» **Written instruction**:
Copy the passage on levulinate esters and GVL word for word, from "Product purity is" to "is a challenge.".

» **Source document**:
——————————
Depending on the chain length, levulinate esters can be blended with diesel range fuels or used as an oxygenate in diesel fuel (Windom et al. 2011). On the other hand, 4-HPA can be used for polyester production (Gorenflo et al. 2001). In this respect, if levulinate ester or 4-HPA are generated as by-products, it would still be interesting to obtain both LE and GVL, varying the process conditions (Kasar et al. 2018).

REACTIONS VARIABLES

CTHC comprises two reactions: hydrogenation and cyclization (also called lactonization or intraesterification). When starting from LA, there is also an esterification step with the alcohol (Fig. 2). GVL yield is the product of substrate conversion (of LA or LE) and product selectivity towards GVL.

Many variables are involved in GVL yield via the CTHC, the most important being the substrate (i.e., LA or LE), reaction phase, time, temperature, pressure, agitation, solvent, and catalyst.

Substrate

Product purity is related to the obtaining method. Currently, the CTCH is carried out using commercial high purity reactants (>95%). Experiences with LA or LEs from biomass use molecular hydrogen in the hydrogenation and (or) noble metals as catalysts (Putro et al. 2015; Wang et al. 2020b). The obtaining of GVL by CTCH using in-situ biomass-obtained LA or LEs is a challenge.

Levulinic esters have lower boiling points (Geboers et al. 2014) and are less corrosive than LA (Wang et al. 2020b). The former benefits the separation by distillation of the resulting products. When using LE, there is a risk of transesterification instead of transfer hydrogenation. In this case, the H-donor alcohol exchanges the alkyl chain with the LE (R1 and R2 in Fig. 3), which can decrease GVL productivity (Shivhare et al. 2020) and generate an alcohol mixture in the product stream (Geboers et al. 2014). The use of the same alkyl in the substrate and the H-donor (R1=R2) can help to overcome this drawback. However, as previously mentioned, levulinic esters can be valuable in a multi-product biorefinery, and the ratio of the byproduct/GVL can be regulated by tuning the catalyst activity.
——————————
» **Raw data**:
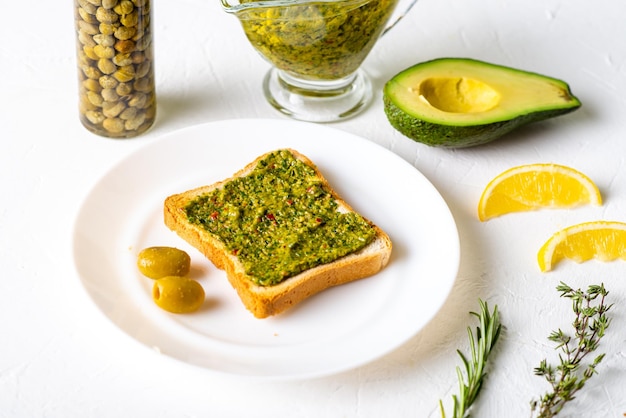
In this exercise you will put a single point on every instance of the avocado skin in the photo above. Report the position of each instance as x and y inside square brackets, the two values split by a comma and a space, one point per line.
[449, 136]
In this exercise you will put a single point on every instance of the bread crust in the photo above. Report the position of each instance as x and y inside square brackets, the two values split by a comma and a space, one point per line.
[264, 301]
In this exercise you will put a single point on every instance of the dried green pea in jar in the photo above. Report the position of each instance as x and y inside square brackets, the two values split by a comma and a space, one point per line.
[115, 62]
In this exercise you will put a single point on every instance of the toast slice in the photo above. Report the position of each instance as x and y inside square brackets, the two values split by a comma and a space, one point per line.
[267, 296]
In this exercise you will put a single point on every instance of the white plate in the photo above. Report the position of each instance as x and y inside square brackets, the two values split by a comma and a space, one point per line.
[336, 330]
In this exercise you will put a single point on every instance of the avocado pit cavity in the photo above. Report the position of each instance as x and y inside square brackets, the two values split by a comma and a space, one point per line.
[459, 94]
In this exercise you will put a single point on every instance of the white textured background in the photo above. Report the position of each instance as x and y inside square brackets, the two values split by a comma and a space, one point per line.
[60, 358]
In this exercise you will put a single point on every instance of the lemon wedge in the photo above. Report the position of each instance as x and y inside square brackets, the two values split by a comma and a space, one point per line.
[536, 186]
[601, 240]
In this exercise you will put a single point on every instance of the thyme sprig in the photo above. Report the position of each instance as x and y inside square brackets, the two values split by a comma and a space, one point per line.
[481, 344]
[590, 325]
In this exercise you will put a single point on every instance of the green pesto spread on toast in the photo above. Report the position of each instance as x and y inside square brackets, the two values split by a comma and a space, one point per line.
[279, 220]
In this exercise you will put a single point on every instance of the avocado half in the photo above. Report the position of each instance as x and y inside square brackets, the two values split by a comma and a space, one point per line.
[460, 102]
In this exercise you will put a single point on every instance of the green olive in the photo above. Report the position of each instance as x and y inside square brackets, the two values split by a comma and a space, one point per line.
[158, 262]
[178, 294]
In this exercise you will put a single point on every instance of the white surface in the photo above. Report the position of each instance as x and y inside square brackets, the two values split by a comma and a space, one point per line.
[337, 330]
[59, 357]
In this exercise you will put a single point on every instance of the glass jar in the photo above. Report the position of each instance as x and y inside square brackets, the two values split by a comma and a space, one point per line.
[115, 60]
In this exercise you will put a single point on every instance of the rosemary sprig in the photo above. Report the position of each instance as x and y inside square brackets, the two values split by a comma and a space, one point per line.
[487, 333]
[590, 325]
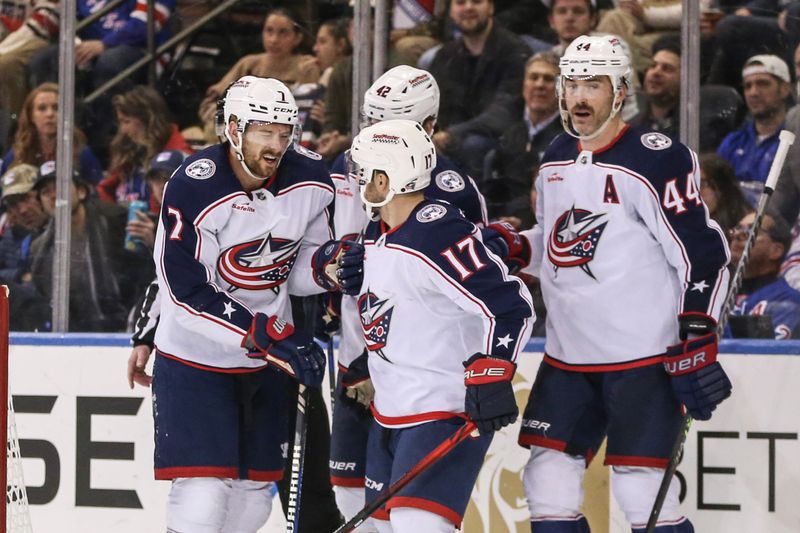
——————————
» **Finished answer**:
Product purity is related to the obtaining method. Currently, the CTCH is carried out using commercial high purity reactants (>95%). Experiences with LA or LEs from biomass use molecular hydrogen in the hydrogenation and (or) noble metals as catalysts (Putro et al. 2015; Wang et al. 2020b). The obtaining of GVL by CTCH using in-situ biomass-obtained LA or LEs is a challenge.